■ 簡短題目 ■
請將這段關於豺狗的文字中,以含有“每次回到者要寨子的時候,我都”的字句開頭、以“的道理,還需要再贅言下去嗎?”收尾的部分重寫一遍,並以“山嶺”替換其中的“山坡”。

■ 閱讀節選 ■
###

如今細細回想奶奶所講述的那些關於“豺狗”的故事,不禁為那個年代的生態環境感慨起來。生活在那個年代,儘管經常有“豺狗”成群結隊出來傷害和威脅人的生命安全,但生態環境卻是令生活在現代文明裡的人們羨慕不已。生活在那樣的環境裡,你會擔心空氣受到汙染嗎?你會擔心水源受到汙染嗎?你會擔心食物受到汙染嗎?不會!你所呼吸的空氣絕對是最新豔的,你所飲用的水質也絕對是最安全的,你所食用的食品更絕對是正宗的綠色食物!如若我輩現今也能擁有那樣的生態環境,那該多好呀!
每次回到者要寨子的時候,我都會想起奶奶曾經給我講述的那些關於“豺狗”的故事。望著寨子周圍的山坡,我常常會問:這些山坡上,何時才能夠再有“豺狗”出沒啊?也許,者要寨子永遠也不會再有“豺狗”出沒的現象發生了。因為,在寨子周圍的山上,根本就沒有了適應““豺狗”生活的山林。也許,關於“豺狗”的故事,對者要寨子裡的人來說,只能成為一些遠古的傳說。其實,有無“豺狗”對現在的人來說已經無所謂了。重要的是,豺狗的有無卻成了衡量生態環境好與壞的一個標尺。有豺狗出現,說明寨子周圍有可以讓豺狗生活的山林。豺狗絕跡了,寨子周圍還會有茂密的山林嗎?山上無林,生態會好嗎?生態不好,今後的日子又能好到哪裡去呢?這樣的道理,還需要再贅言下去嗎?

###

資料集條目:
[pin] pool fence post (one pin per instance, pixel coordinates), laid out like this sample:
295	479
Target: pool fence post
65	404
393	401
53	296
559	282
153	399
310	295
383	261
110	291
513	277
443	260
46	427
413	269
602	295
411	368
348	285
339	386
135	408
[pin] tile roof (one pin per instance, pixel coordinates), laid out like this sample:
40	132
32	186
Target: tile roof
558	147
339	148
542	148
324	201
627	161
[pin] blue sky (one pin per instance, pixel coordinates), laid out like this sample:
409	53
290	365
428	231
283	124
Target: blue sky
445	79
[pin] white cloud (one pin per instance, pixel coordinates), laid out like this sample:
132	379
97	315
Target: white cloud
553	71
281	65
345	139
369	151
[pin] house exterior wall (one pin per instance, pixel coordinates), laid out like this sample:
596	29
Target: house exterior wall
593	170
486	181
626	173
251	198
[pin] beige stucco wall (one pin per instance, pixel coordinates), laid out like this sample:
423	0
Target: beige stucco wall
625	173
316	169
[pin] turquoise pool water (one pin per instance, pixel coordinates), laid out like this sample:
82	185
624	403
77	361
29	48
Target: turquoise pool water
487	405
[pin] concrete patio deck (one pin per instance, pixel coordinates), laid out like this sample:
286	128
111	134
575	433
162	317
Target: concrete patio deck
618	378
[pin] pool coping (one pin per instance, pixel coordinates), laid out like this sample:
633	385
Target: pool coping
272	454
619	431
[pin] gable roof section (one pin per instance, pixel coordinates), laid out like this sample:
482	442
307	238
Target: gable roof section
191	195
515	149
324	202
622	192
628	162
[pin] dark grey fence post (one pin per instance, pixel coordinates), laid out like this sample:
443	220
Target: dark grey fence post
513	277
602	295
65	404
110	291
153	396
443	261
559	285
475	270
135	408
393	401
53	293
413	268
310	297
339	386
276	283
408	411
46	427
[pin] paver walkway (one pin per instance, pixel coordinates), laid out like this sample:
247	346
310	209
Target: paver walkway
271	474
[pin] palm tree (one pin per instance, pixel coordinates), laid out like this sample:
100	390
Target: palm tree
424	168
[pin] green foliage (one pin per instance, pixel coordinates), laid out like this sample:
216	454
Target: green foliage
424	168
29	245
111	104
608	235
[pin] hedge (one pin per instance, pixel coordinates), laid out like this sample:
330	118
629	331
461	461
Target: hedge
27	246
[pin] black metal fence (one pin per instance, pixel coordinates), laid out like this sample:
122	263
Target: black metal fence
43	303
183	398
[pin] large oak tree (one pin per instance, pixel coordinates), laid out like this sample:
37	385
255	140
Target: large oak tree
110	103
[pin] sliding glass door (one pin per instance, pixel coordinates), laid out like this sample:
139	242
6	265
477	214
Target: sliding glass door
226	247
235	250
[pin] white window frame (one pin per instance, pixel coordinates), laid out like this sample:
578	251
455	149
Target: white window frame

###

■ 本題解答 ■
每次回到者要寨子的時候,我都會想起奶奶曾經給我講述的那些關於“豺狗”的故事。望著寨子周圍的山嶺,我常常會問:這些山嶺上,何時才能夠再有“豺狗”出沒啊?也許,者要寨子永遠也不會再有“豺狗”出沒的現象發生了。因為,在寨子周圍的山上,根本就沒有了適應““豺狗”生活的山林。也許,關於“豺狗”的故事,對者要寨子裡的人來說,只能成為一些遠古的傳說。其實,有無“豺狗”對現在的人來說已經無所謂了。重要的是,豺狗的有無卻成了衡量生態環境好與壞的一個標尺。有豺狗出現,說明寨子周圍有可以讓豺狗生活的山林。豺狗絕跡了,寨子周圍還會有茂密的山林嗎?山上無林,生態會好嗎?生態不好,今後的日子又能好到哪裡去呢?這樣的道理,還需要再贅言下去嗎?